Dataset entries
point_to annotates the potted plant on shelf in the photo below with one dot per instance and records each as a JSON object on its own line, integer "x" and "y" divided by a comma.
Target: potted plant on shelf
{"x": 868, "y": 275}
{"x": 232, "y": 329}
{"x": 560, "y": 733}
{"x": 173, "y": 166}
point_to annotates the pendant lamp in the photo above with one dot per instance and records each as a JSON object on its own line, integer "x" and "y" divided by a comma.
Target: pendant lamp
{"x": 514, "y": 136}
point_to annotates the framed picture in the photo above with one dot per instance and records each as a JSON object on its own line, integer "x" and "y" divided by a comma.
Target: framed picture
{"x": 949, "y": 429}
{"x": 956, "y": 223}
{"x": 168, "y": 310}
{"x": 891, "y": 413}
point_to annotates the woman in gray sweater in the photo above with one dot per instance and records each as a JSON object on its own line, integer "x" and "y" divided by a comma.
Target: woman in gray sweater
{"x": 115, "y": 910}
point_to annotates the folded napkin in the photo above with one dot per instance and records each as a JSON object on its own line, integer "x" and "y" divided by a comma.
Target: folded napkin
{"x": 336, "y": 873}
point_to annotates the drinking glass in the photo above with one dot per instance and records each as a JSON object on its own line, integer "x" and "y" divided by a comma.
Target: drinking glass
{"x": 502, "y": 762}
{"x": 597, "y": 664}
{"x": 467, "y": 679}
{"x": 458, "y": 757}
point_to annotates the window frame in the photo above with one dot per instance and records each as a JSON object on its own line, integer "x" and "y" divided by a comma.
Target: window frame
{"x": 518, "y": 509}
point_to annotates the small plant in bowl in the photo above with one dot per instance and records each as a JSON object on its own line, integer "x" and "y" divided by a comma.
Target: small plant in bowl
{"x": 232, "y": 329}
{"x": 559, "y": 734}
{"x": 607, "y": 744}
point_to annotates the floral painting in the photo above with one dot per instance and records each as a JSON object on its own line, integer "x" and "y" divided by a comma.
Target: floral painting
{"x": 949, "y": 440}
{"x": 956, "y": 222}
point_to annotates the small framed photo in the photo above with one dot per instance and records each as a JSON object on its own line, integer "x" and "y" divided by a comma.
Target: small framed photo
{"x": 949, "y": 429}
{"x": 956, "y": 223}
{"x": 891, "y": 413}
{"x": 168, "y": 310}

Work to complete: All the data is to be copied over exactly as it stands.

Solution to the exercise:
point_to annotates the potted plant on shelf in the photo below with one dot per instance and records each as a JSON object on its own line, integer "x" and "y" divided by a comma.
Target: potted plant on shelf
{"x": 868, "y": 275}
{"x": 232, "y": 329}
{"x": 560, "y": 733}
{"x": 173, "y": 166}
point_to annotates the pendant lamp in the photo above with one dot per instance and records each as a JSON object on its own line, integer "x" and "y" divided by a comma.
Target: pendant lamp
{"x": 514, "y": 136}
point_to annotates the framed picture in the photo above with one dot per instance and records each as a JSON object on its own line, integer "x" and "y" divided by a comma.
Target: framed picture
{"x": 949, "y": 429}
{"x": 956, "y": 223}
{"x": 168, "y": 310}
{"x": 891, "y": 413}
point_to annotates the woman in gray sweater in the photo above with one dot per instance and records each as a JSON object on its own line, integer "x" and "y" divided by a comma.
Target: woman in gray sweater
{"x": 115, "y": 910}
point_to annotates the folded napkin in the photo above with one dot per instance and records each as a JSON object on its own line, integer "x" and "y" divided by a comma.
Target: folded napkin
{"x": 336, "y": 873}
point_to annotates the drinking glass in the photo above with one dot per instance and records each as a JSON object on its own line, integer "x" and "y" divided by a comma.
Target: drinking glass
{"x": 502, "y": 762}
{"x": 597, "y": 664}
{"x": 467, "y": 679}
{"x": 458, "y": 757}
point_to annotates the window frame in the photo above with one dot per instance and records each as a JSON object on its own line, integer "x" and "y" divided by a comma.
Target: window frame
{"x": 518, "y": 509}
point_to annotates the small plant in bowl in the photo above with one dot per instance and records each as a JSON object on its own line, integer "x" and "y" divided by a comma.
Target: small plant in bowl
{"x": 232, "y": 329}
{"x": 559, "y": 734}
{"x": 607, "y": 744}
point_to annotates the floral painting in the photo above with one dot per instance and records each as a JSON object on its own line, integer "x" and "y" divided by a comma.
Target: floral painting
{"x": 949, "y": 440}
{"x": 956, "y": 222}
point_to annotates the small framed photo in the photo above with one dot per instance and records each as a JSON object on its own line, integer "x" and "y" divided by a comma.
Target: small framed photo
{"x": 949, "y": 429}
{"x": 956, "y": 223}
{"x": 891, "y": 413}
{"x": 168, "y": 310}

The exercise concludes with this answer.